(QUOTED TEXT):
As you can see the fibre solution is a tad longer.
So what's the advantage?

In this simplified case there is none!

The callback based solution is perfectly good...
.. or is it?

No, it isn't. Its nowhere near as good. Here's why:

SPECIFICATIONS CHANGE.

Suppose now our processing of a message
depended on the last one, in other words
there's an ordering dependence. This is true in
the real case I'm dealing with (namely,
if you set FLX_TARGET_SUBDIR you have to have
previously set FLX_INSTALL_DIR because its a subdirectory
of the install directory).

Now we need state to do it right. The callback solution
as written has nowhere to put the state!

Of source we can fix this:

fun make_callback () {
var state: state_t;
proc callback (m:msg) { .. if state == ... }
return callback;
}

However, now we have to write
a switch on the state, to handle the message correctly, since the action
is state dependent.

On the other hand with the fibre we could just add the state variable
as a local variable. But actually there's a better way:

USE THE PROGRAM COUNTER AS THE STATE VARIABLE.

That way we need no explicit variable, no type for it, and no switch!

Note: this is, in fact, equivalent to the functional programming method
of continuation passing (because the program counter IS the continuation).

Consider for example message types A1 and A2:

proc fA (nxt: oschannel[msg]) (m:ischannel[msg]) () {
A1:>>
match read m with
| mA1 => println "A1"; goto A2;
| ?x => write nxt,m; goto A1;
endmatch;
A2:>>
match read m with
| mA2 => println "A2"; goto A1;
| ?x => write nxt,m; goto A1;
endmatch;
}

Notice out of order message are passed on in this particular
solution and will be trigger an assert false in fE.

Of course this is a finite state machine with two states, and the
callback based solution would be similar except:

1) Instead of using the "stack and program counter" to maintain
state, it just uses a variable, external to the callback.

2) It has to put the variable INTO the program counter with a switch
to go to the right handler code.

Although this is not too onerous with a finite state machine with two
states .. if your logic is a push down automata with a more complex
state you will end up EMULATING recursion and a stack.

With the fibre solution.. well the implementation is the same.
The difference is Felix does the emulation for you.
It actually generates callbacks with a switch.

In really complex situations you need manually maintained
state variables, however the Felix mechanism reduces the
amount of state you have to manage (to whatever you cannot
fit into a notional stack/program, counter).

Only .. even that is not true. Why? Because, when it gets complex
you can always add an extra stack/program counter. How?

Well you launch another fibre of course!!

(WHAT THE TASK REQUIRES):
Repeat the part of the fibres-versus-callbacks text that begins at the words "No, it isn't." and stops after "the install directory).".

Records for labeling locations:

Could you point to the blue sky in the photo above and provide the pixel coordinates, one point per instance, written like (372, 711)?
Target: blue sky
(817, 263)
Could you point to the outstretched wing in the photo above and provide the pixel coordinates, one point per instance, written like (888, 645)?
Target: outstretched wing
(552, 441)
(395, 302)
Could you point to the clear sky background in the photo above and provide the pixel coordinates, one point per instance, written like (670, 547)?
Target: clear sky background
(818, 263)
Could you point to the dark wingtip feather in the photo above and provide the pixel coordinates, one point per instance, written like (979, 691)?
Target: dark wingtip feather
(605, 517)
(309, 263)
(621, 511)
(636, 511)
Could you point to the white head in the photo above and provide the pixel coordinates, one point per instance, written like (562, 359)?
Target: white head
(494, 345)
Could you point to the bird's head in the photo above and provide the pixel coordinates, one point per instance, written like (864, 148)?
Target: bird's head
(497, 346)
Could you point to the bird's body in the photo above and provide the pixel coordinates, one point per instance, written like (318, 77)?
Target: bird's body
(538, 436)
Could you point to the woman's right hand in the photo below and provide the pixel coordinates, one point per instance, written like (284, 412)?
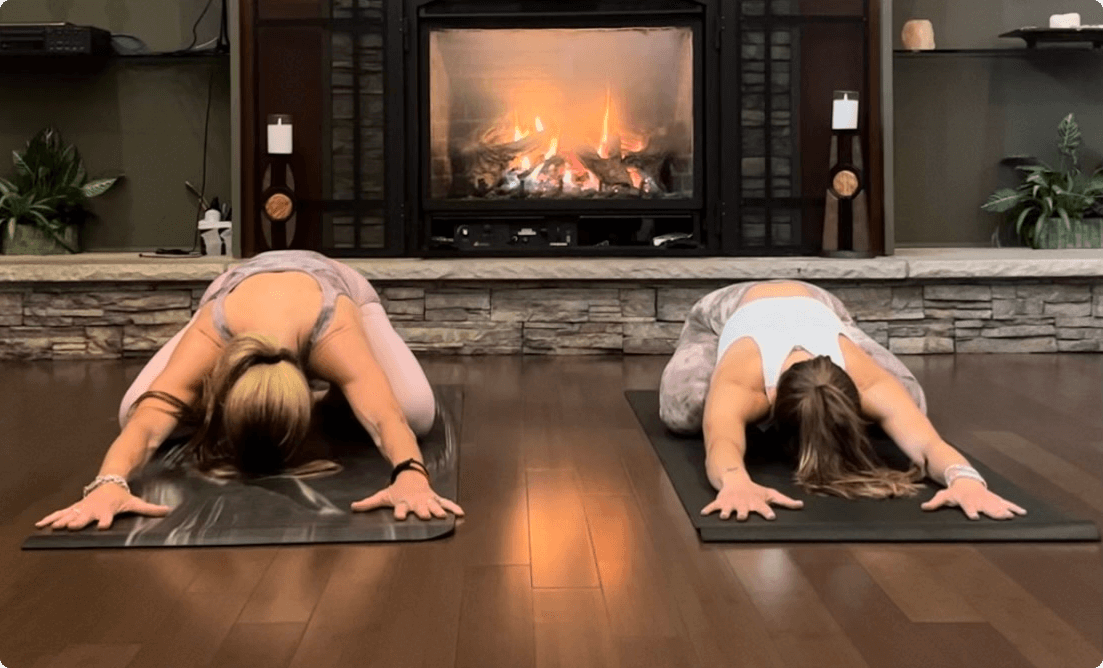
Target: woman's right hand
(102, 505)
(747, 496)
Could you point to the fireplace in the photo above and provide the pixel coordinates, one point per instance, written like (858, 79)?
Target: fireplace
(567, 132)
(471, 128)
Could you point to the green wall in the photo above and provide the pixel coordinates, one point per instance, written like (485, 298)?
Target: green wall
(142, 119)
(956, 116)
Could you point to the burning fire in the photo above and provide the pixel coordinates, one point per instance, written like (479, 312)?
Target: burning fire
(550, 165)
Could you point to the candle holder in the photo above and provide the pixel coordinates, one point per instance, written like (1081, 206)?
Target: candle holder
(846, 215)
(279, 207)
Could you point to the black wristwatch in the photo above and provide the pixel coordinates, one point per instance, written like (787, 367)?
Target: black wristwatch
(409, 465)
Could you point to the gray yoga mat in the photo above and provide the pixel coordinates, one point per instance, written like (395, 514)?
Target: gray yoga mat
(828, 518)
(282, 509)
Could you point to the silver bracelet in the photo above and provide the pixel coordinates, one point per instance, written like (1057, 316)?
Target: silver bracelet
(957, 471)
(103, 480)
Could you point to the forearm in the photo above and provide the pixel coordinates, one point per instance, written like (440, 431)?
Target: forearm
(128, 453)
(724, 461)
(940, 455)
(397, 442)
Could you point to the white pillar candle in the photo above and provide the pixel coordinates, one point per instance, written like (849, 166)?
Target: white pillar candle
(845, 114)
(279, 135)
(1064, 20)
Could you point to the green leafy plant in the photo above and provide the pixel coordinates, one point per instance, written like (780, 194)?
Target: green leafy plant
(50, 189)
(1047, 193)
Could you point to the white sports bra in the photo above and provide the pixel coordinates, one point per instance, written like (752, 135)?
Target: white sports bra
(778, 324)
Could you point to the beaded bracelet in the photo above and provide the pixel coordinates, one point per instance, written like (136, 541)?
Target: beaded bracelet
(103, 480)
(957, 471)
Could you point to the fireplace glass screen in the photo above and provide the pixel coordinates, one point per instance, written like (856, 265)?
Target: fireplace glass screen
(560, 114)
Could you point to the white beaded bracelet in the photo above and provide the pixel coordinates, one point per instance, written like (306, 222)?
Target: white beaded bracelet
(103, 480)
(957, 471)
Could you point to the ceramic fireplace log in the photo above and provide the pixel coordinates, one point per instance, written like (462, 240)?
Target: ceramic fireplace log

(EXERCISE ANSWER):
No, it isn't. Its nowhere near as good. Here's why:

SPECIFICATIONS CHANGE.

Suppose now our processing of a message
depended on the last one, in other words
there's an ordering dependence. This is true in
the real case I'm dealing with (namely,
if you set FLX_TARGET_SUBDIR you have to have
previously set FLX_INSTALL_DIR because its a subdirectory
of the install directory).